* _Exercise brief_
Say the number of lines holding the word "gorilla" in the data, and leave out everything else.

-=-=-

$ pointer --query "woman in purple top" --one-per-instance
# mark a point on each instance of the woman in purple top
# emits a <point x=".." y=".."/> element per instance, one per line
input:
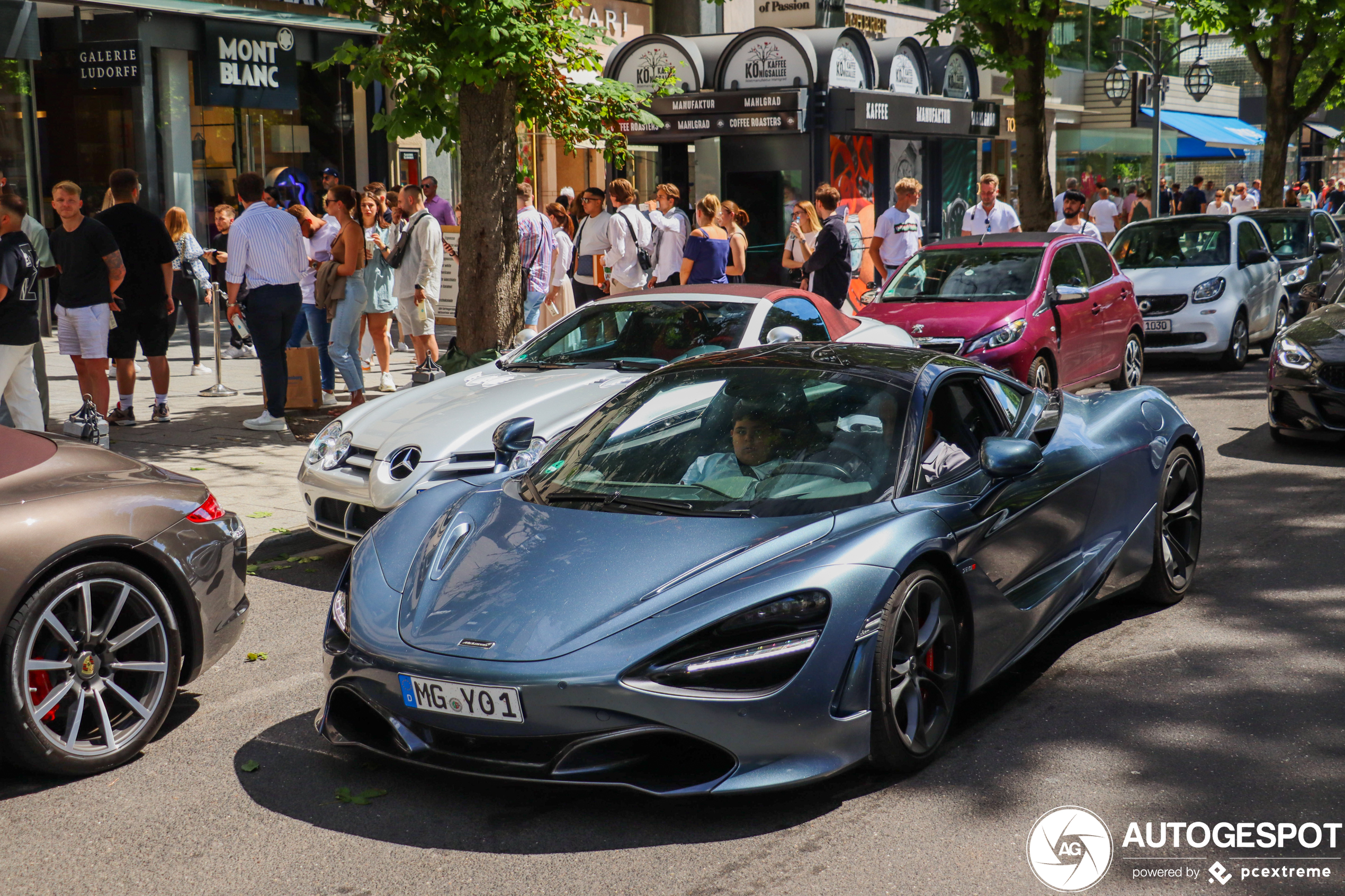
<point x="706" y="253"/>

-=-=-

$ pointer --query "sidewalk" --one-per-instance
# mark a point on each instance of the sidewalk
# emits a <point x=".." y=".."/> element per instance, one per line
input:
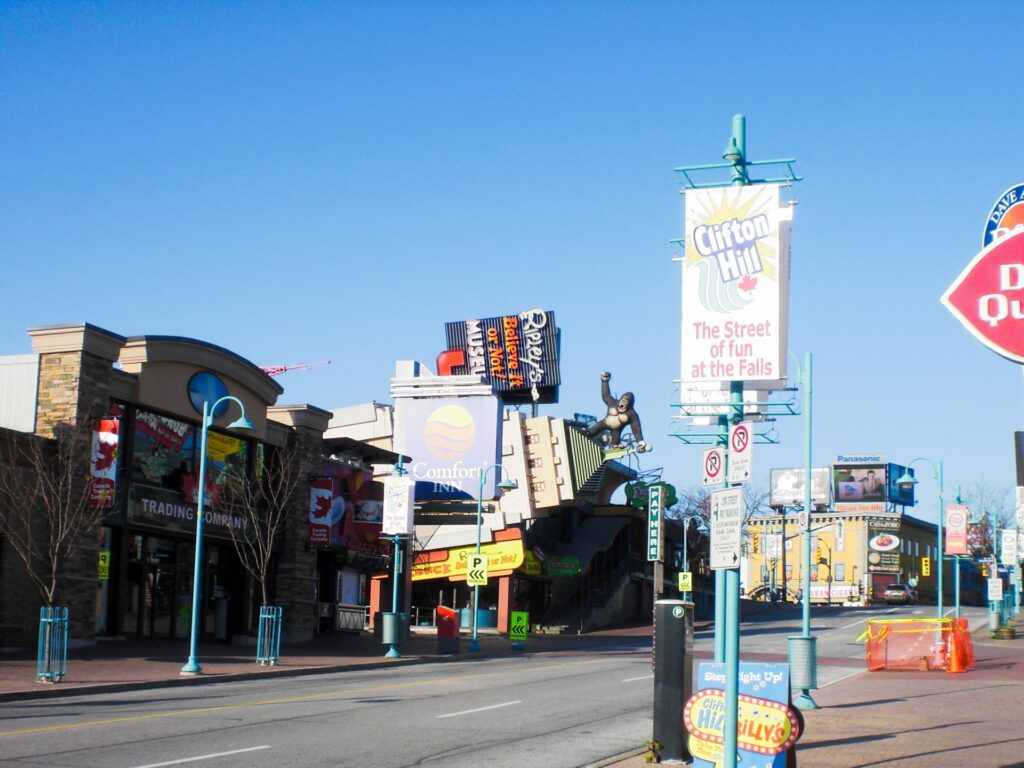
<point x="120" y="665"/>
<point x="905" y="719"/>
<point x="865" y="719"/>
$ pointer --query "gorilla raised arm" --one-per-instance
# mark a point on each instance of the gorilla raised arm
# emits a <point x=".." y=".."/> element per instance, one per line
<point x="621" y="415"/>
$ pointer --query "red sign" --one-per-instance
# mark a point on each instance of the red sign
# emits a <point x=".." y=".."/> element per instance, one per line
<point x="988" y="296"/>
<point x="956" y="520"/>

-=-=-

* _Answer for this exercise_
2